**Bereitgestellter Auszug**
Die Tour de France wird, wie anderer Spitzensport auch, mit positiv besetzten Werten in Verbindung gebracht. Dazu gehören Leistungswille, Dynamik, Jugendlichkeit, Individualität, Askese, Zielstrebigkeit und Teamwork. Als zu Beginn der neunziger Jahre die deutsche Telekom als Sponsor ins Profigeschäft einstieg, verlautbarte ihr Marketingdirektor, man wolle mit Werten wie »Wettbewerb«, »Innovation« und »Technik« identifiziert werden.

1997 schalteten die Hauptsponsoren der Tour – Coca-Cola, Fiat, die Großbank Crédit Lyonnais und die Supermarktkette Champion – in französischen Zeitungen eine groß aufgemachte Anzeige: »Um Hunderte von Millionen Menschen auf der ganzen Welt ein immer größeres und leidenschaftlicheres Spektakel erleben zu lassen, haben die vier großen Namen, die den Club du Tour de France bilden, ihre Kräfte vereint, damit auch 1997 die schöne Liebesgeschichte weitergeht.« Diese kitschige Beschwörung großer Emotionen macht vollends deutlich, weshalb die werbende Wirtschaft die Ressource Hochleistungssport seit etwa 20 Jahren immer stärker nutzt.

Die Verbindung zwischen den Unternehmen und dem Komplex aus Sport und Medien ist dabei so eng geworden, dass man von einer Schicksalsgemeinschaft sprechen kann. Als im Juli 2002 der Crédit Lyonnais beschloss, ihren Vertrag als Sponsor des Gelben Trikots um sechs Jahre zu verlängern, fügte ihr Kommunikationsdirektor hinzu: »Wir haben nach dem neuen Vertrag das Recht auszusteigen, wenn spektakuläre Dopingfälle passieren, die das Image der Tour beschädigen.« Eine Klausel, die die gegenseitige Abhängigkeit exemplarisch darstellt.

(Einträge aus einer Datenquelle)
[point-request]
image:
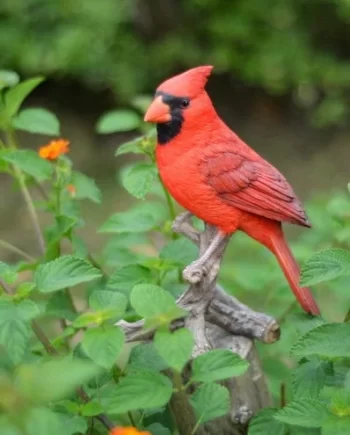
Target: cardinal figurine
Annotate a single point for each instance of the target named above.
(217, 177)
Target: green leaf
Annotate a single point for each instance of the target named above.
(7, 274)
(64, 272)
(73, 424)
(86, 187)
(28, 310)
(37, 120)
(155, 304)
(336, 426)
(210, 401)
(139, 178)
(181, 252)
(139, 390)
(91, 409)
(41, 421)
(15, 96)
(29, 162)
(118, 121)
(158, 429)
(328, 341)
(8, 79)
(144, 217)
(303, 412)
(103, 344)
(14, 336)
(145, 357)
(174, 347)
(216, 365)
(265, 424)
(309, 378)
(101, 299)
(127, 277)
(325, 266)
(133, 146)
(53, 380)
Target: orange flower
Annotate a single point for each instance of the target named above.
(71, 189)
(127, 431)
(54, 149)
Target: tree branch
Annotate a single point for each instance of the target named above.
(217, 320)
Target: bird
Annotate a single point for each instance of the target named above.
(212, 173)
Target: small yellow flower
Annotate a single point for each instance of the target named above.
(54, 149)
(127, 431)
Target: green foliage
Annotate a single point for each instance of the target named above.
(174, 347)
(304, 412)
(139, 389)
(64, 359)
(326, 265)
(328, 341)
(39, 121)
(118, 121)
(210, 401)
(63, 272)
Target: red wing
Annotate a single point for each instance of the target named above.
(253, 186)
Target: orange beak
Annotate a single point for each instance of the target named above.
(158, 112)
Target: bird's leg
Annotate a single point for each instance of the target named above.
(195, 271)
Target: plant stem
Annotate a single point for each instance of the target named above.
(16, 250)
(6, 288)
(169, 201)
(31, 209)
(131, 418)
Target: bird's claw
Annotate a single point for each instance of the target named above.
(180, 220)
(194, 273)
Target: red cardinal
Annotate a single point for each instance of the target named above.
(213, 174)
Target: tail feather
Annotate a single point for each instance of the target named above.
(291, 271)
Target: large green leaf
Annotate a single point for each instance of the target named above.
(210, 401)
(85, 187)
(174, 347)
(181, 252)
(303, 412)
(8, 79)
(15, 96)
(325, 265)
(41, 421)
(329, 341)
(103, 344)
(145, 357)
(265, 424)
(118, 121)
(217, 365)
(155, 304)
(101, 299)
(139, 178)
(139, 390)
(29, 162)
(134, 146)
(7, 273)
(125, 278)
(37, 120)
(63, 272)
(142, 218)
(14, 336)
(53, 380)
(336, 426)
(308, 379)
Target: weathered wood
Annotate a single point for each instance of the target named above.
(218, 320)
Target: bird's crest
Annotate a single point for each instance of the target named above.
(188, 84)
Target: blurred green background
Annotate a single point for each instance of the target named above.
(281, 81)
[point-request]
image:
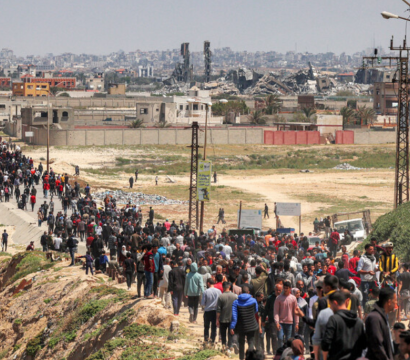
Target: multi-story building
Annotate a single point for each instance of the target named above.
(30, 89)
(385, 98)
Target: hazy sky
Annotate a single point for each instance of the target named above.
(102, 26)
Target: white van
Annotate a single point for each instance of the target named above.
(355, 226)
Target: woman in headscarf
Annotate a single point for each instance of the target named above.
(303, 305)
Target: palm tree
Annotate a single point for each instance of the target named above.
(135, 124)
(163, 125)
(257, 118)
(365, 115)
(347, 113)
(308, 112)
(273, 104)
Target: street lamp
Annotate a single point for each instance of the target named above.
(388, 16)
(207, 105)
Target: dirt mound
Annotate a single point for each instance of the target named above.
(51, 311)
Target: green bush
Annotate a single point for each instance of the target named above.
(395, 226)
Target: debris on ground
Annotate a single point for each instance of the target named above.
(346, 166)
(137, 198)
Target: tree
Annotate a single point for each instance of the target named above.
(308, 113)
(163, 125)
(273, 104)
(347, 113)
(136, 124)
(257, 118)
(365, 115)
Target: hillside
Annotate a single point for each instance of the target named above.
(51, 311)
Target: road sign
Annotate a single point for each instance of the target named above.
(204, 180)
(288, 209)
(250, 218)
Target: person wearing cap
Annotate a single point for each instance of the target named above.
(398, 328)
(388, 263)
(404, 346)
(366, 268)
(30, 247)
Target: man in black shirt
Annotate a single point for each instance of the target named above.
(130, 268)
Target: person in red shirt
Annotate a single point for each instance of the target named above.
(32, 201)
(89, 241)
(218, 282)
(334, 241)
(46, 188)
(353, 262)
(149, 269)
(331, 269)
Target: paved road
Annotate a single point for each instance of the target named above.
(57, 207)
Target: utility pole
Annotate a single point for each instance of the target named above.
(401, 179)
(193, 202)
(201, 226)
(48, 132)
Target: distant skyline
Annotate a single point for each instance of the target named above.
(103, 26)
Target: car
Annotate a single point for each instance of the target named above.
(355, 226)
(312, 242)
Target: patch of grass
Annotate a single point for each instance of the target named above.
(31, 261)
(34, 345)
(135, 331)
(201, 355)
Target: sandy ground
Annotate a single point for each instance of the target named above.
(322, 192)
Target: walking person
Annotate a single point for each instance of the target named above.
(164, 294)
(366, 268)
(176, 286)
(266, 212)
(72, 245)
(224, 315)
(4, 241)
(210, 302)
(344, 335)
(378, 335)
(130, 268)
(284, 314)
(88, 262)
(244, 322)
(149, 269)
(193, 288)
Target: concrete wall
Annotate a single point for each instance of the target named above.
(364, 136)
(86, 137)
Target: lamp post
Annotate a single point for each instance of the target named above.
(48, 132)
(207, 105)
(388, 15)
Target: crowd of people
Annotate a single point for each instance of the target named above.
(276, 293)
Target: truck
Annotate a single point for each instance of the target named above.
(358, 223)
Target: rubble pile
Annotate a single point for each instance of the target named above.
(137, 198)
(346, 166)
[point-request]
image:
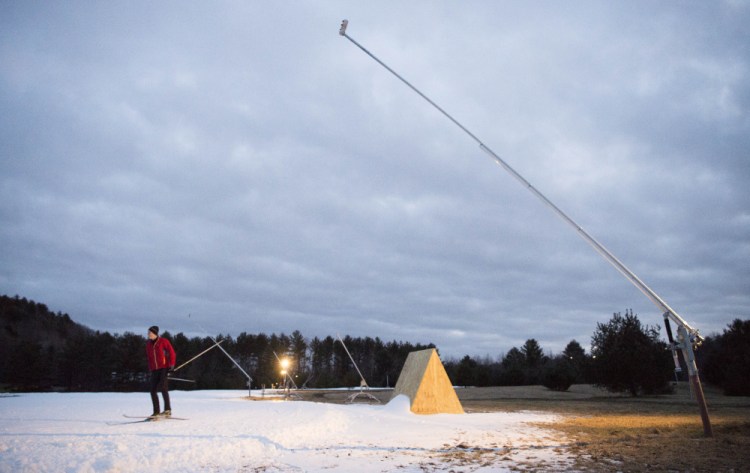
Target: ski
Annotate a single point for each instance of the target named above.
(153, 418)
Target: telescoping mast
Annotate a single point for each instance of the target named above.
(687, 337)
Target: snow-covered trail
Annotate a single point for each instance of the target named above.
(226, 432)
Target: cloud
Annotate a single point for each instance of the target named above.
(250, 167)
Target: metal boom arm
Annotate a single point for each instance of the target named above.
(688, 336)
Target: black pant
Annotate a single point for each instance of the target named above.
(159, 383)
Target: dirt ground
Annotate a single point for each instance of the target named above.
(611, 433)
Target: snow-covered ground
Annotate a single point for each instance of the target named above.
(82, 432)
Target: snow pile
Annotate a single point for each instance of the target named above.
(226, 432)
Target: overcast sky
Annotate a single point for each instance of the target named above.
(243, 163)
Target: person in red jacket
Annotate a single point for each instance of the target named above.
(161, 359)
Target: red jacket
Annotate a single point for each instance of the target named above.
(160, 354)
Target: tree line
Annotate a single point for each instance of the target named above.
(41, 350)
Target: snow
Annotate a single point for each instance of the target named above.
(227, 432)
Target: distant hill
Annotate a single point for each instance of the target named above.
(23, 321)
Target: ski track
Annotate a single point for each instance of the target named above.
(226, 432)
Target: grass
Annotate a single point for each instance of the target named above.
(648, 434)
(614, 433)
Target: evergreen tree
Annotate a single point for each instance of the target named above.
(629, 357)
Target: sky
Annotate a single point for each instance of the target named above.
(231, 167)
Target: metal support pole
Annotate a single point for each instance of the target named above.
(686, 346)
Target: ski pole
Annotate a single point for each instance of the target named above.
(216, 344)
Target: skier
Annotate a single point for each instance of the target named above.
(161, 359)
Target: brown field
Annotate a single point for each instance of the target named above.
(611, 433)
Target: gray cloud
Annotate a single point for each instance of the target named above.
(248, 166)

**Kurze Aufgabe**
Führe den Text über die Tour de France und ihre Sponsoren im Anschluss an seinen letzten Satz weiter.

**Ergebnis der Aufgabe**
Nicht zufällig wurde die Tour de France in einer Zeit erfunden, in der das Sportpublikum geradezu rekordsüchtig war. Sobald ein sportliches Ereignis den Anschein einer sensationellen, gefährlichen oder gigantischen Herausforderung hatte, war ein Massenpublikum zur Stelle. Ein Beispiel aus dem Radsport sind die populären Steherrennen auf der Bahn, die nach 1890 auf Nonstop-Fahrten von 48 und sogar 72 Stunden Länge ausgedehnt wurden. Eine Rekordsucht, in der sich die Gedankenwelt der rasant expandierenden kapitalistischen Industriegesellschaft sehr hübsch spiegelt.

Nachdem sich die Tour als sportliches Ereignis etabliert hatte, war es bald ihre eigene Tradition, die die Zuschauer an die Strecke, an die Rundfunkempfänger und später vor die TV-Geräte trieb. Niemand wollte die erhabenen Momente verpassen, von denen die Reporter kündeten. »Pathos ist Pflicht bei der Tour de France. Kein anderes Sportereignis lebt von seiner Aura aus Leiden und Legenden wie die dreiwöchige Hatz über Frankreichs Straßen: einsamer Kampf harter Männer gegen Schneestürme, wunde Hintern, bleierne Beine und gegen Sturzwunden, in dem Schweiß und Straßendreck brennen. Le Tour – unbrechenbar wie das Wetter im Himalaya, unheimlich wie die Suche nach Atlantis, unbarmherzig wie eine Expedition zum Pol«, so beschrieb der Spiegel einmal die Attraktivität des Rennens.

Diese Notiz deckt sich mit den Erkenntnissen der Soziologen. Was die Zuschauer zum Hochleistungssport zieht, ist zum einen die Spannung und der ungewisse Ausgang des Wettbewerbs, zum zweiten die Gelegenheit zur Heldenverehrung, die durchaus auch einem Verlierer gelten kann, und zum dritten die Chance, eigene Affekte auszuleben.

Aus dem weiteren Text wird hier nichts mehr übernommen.